INFORMATION Start Marker

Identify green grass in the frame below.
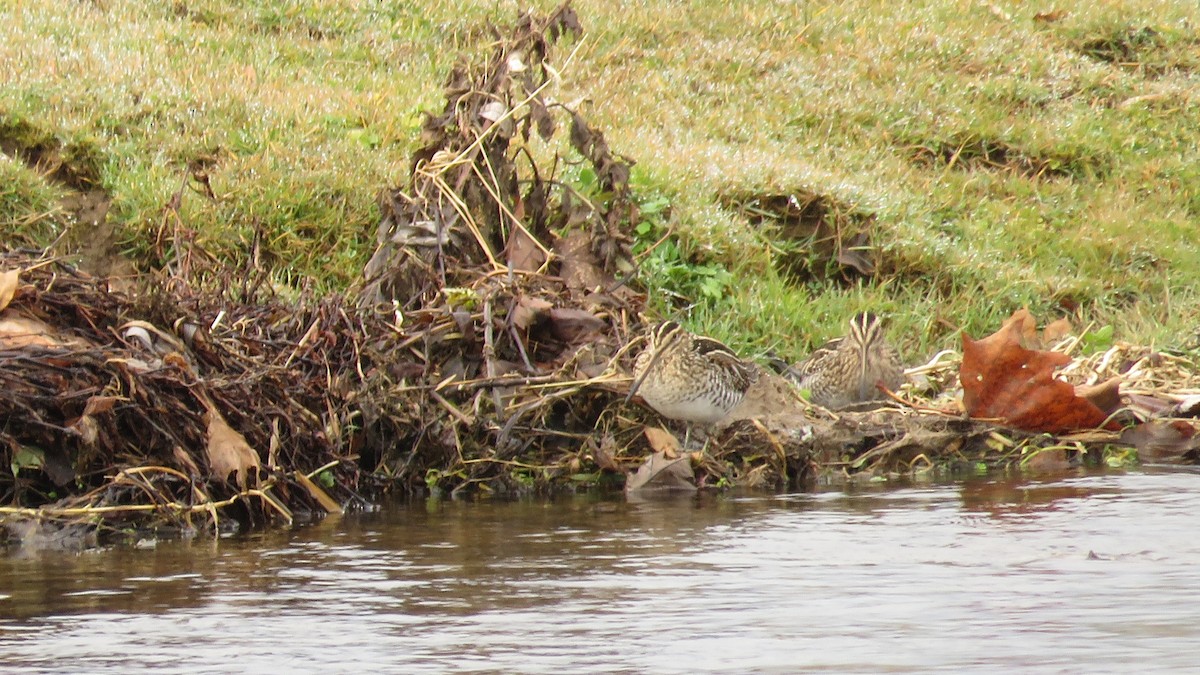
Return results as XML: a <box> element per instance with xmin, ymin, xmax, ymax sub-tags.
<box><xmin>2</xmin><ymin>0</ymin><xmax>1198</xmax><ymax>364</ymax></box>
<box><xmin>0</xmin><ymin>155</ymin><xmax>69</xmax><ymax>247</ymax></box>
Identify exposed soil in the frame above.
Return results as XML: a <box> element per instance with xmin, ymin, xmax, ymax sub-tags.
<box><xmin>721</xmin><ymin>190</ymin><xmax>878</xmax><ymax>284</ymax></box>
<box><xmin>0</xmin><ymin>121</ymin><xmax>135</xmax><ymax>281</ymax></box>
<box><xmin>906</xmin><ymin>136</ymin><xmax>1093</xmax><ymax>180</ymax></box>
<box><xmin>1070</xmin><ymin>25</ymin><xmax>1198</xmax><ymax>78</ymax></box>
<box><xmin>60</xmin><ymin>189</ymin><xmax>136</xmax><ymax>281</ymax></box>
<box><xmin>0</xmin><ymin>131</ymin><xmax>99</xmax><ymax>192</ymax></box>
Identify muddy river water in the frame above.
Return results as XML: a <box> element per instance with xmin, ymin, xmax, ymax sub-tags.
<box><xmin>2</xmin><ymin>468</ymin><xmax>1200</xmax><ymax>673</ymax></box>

INFORMATION End Marker
INFORMATION Start Marker

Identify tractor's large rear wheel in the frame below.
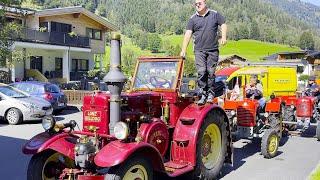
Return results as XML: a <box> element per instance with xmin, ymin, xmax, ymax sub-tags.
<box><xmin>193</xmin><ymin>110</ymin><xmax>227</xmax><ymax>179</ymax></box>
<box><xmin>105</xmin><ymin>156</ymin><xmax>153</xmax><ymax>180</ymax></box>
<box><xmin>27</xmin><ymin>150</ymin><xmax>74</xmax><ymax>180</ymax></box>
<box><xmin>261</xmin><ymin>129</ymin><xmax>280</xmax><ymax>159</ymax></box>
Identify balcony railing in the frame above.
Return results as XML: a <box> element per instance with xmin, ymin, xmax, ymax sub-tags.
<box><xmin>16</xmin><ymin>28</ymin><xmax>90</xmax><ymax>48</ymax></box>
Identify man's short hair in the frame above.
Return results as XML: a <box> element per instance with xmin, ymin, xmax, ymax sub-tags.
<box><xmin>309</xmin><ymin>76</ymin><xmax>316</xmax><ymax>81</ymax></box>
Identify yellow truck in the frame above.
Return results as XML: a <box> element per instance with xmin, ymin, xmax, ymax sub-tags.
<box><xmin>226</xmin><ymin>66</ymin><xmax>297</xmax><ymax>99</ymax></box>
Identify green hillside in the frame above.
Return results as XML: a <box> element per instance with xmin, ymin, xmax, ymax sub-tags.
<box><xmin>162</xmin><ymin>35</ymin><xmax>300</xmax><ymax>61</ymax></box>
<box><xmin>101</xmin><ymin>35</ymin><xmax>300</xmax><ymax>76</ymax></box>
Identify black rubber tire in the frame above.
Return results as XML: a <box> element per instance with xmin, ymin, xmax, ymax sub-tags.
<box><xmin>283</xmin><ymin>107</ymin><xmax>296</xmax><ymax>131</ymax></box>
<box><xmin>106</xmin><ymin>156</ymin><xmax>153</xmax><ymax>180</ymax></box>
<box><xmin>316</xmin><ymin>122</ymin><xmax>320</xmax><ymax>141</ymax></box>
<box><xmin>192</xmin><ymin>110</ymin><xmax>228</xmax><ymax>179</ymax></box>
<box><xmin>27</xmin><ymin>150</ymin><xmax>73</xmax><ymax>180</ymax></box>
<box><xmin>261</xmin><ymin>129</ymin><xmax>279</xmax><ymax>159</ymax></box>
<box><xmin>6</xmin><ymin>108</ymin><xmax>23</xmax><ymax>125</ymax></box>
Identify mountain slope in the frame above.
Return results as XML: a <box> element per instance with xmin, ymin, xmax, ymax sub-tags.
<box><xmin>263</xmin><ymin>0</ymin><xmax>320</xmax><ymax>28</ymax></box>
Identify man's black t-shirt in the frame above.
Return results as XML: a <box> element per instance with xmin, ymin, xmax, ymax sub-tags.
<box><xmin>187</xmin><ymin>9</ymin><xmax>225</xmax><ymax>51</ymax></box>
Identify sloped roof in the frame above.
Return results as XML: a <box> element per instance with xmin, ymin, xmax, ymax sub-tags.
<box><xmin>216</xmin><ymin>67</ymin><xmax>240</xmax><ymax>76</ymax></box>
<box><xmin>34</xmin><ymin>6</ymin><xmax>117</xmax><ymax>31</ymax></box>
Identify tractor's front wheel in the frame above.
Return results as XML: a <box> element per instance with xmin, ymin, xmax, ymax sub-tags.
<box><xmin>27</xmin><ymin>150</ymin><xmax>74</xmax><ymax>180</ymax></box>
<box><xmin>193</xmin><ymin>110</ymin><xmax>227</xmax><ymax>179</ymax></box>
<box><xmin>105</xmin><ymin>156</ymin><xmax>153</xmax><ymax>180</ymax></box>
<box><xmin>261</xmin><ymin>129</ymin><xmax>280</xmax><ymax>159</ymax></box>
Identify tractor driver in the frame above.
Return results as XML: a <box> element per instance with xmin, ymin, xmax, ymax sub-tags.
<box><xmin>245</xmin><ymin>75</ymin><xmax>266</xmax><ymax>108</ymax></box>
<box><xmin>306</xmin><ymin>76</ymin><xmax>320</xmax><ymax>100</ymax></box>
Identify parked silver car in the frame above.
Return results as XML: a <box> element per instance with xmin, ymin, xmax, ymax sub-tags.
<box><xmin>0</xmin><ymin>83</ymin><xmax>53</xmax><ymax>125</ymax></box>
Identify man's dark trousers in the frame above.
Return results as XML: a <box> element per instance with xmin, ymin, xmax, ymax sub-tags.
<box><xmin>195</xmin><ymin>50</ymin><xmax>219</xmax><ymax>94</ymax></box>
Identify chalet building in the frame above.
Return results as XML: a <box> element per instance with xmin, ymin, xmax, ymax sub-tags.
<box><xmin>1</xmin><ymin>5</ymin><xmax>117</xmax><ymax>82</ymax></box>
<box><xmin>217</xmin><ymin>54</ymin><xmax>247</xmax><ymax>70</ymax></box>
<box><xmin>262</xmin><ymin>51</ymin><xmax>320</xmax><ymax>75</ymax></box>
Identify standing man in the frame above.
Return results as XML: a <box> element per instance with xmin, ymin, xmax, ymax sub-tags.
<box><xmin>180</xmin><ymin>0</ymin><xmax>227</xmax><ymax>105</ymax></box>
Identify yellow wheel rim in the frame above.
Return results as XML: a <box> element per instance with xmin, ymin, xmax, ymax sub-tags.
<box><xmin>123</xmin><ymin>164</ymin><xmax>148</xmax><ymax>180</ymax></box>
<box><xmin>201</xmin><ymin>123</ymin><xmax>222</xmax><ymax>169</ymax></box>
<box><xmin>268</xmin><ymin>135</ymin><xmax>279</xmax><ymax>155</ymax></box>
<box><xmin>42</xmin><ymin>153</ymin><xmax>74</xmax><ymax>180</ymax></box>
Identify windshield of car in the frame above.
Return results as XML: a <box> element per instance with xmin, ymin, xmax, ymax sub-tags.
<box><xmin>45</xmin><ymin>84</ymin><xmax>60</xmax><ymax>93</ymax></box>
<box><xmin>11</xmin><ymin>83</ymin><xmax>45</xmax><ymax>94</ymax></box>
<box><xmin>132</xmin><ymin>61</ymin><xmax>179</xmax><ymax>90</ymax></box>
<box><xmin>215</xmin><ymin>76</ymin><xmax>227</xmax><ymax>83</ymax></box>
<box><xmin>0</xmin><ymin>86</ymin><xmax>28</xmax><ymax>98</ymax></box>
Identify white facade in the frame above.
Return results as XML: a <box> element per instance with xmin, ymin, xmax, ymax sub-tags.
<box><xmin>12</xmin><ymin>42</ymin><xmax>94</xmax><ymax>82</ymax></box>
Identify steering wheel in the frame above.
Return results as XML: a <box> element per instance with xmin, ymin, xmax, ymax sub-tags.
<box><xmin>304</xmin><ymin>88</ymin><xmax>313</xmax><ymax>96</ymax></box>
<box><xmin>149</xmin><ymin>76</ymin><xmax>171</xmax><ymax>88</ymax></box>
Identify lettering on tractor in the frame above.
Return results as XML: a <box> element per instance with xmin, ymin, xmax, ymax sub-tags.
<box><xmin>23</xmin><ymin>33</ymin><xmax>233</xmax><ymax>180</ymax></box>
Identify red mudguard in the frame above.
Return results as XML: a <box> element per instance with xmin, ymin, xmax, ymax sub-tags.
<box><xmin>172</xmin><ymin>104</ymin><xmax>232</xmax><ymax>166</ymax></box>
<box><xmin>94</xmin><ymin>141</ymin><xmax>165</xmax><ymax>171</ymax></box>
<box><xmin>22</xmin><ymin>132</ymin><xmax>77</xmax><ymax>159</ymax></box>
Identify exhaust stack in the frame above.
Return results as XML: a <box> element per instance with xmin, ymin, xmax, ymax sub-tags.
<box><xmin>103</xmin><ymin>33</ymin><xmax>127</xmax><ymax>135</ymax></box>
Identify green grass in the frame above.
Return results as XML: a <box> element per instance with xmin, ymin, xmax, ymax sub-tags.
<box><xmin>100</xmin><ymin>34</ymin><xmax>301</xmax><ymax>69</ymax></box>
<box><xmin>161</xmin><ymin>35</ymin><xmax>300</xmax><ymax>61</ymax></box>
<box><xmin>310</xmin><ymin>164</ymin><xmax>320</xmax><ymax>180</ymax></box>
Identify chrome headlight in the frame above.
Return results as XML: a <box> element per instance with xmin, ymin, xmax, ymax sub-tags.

INFORMATION End Marker

WHAT YOU WILL DO: Since only part of the listing is wanted, copy exactly the lines from the one holding "Identify yellow wheel rim in the frame above." to the one holding "Identify green grass in the frame above.", both included.

OUTPUT OF THE TASK:
Identify yellow wheel rim in the frame above.
Return results as XML: a <box> element per instance with xmin, ymin, xmax, ymax sub-tags.
<box><xmin>123</xmin><ymin>164</ymin><xmax>148</xmax><ymax>180</ymax></box>
<box><xmin>201</xmin><ymin>123</ymin><xmax>222</xmax><ymax>169</ymax></box>
<box><xmin>268</xmin><ymin>135</ymin><xmax>279</xmax><ymax>155</ymax></box>
<box><xmin>42</xmin><ymin>153</ymin><xmax>74</xmax><ymax>180</ymax></box>
Identify windshield of car in the frame above.
Return results as XML: a <box> element per instance with xmin, ymin, xmax, ymax sub-tags.
<box><xmin>45</xmin><ymin>84</ymin><xmax>60</xmax><ymax>93</ymax></box>
<box><xmin>11</xmin><ymin>83</ymin><xmax>45</xmax><ymax>94</ymax></box>
<box><xmin>132</xmin><ymin>61</ymin><xmax>179</xmax><ymax>90</ymax></box>
<box><xmin>215</xmin><ymin>76</ymin><xmax>227</xmax><ymax>83</ymax></box>
<box><xmin>0</xmin><ymin>86</ymin><xmax>28</xmax><ymax>98</ymax></box>
Identify white facade in the frame above.
Return results as XML: a <box> element per instance with xmin, ymin, xmax, ymax sub-tags.
<box><xmin>12</xmin><ymin>42</ymin><xmax>94</xmax><ymax>82</ymax></box>
Identify steering wheel in the frame above.
Return results as XML: a <box> element per instance with xmin, ymin, xmax, ymax sub-tags.
<box><xmin>304</xmin><ymin>88</ymin><xmax>313</xmax><ymax>96</ymax></box>
<box><xmin>149</xmin><ymin>76</ymin><xmax>171</xmax><ymax>88</ymax></box>
Identify lettering on tractor in the frame above.
Return results as XML: a <box> element per instance with xmin, ymin, xmax, ymax sub-tags.
<box><xmin>23</xmin><ymin>33</ymin><xmax>233</xmax><ymax>180</ymax></box>
Identify red mudguard in the frame above.
Return results as XML: a <box> element per instance with xmin, ymin, xmax, ymax sub-tags.
<box><xmin>172</xmin><ymin>104</ymin><xmax>232</xmax><ymax>166</ymax></box>
<box><xmin>94</xmin><ymin>141</ymin><xmax>165</xmax><ymax>171</ymax></box>
<box><xmin>22</xmin><ymin>132</ymin><xmax>77</xmax><ymax>159</ymax></box>
Identify exhaust stack in the frame above.
Return results as XML: a <box> element per instance with xmin, ymin, xmax, ymax sub-tags.
<box><xmin>103</xmin><ymin>33</ymin><xmax>127</xmax><ymax>135</ymax></box>
Identify green grass in the frame above.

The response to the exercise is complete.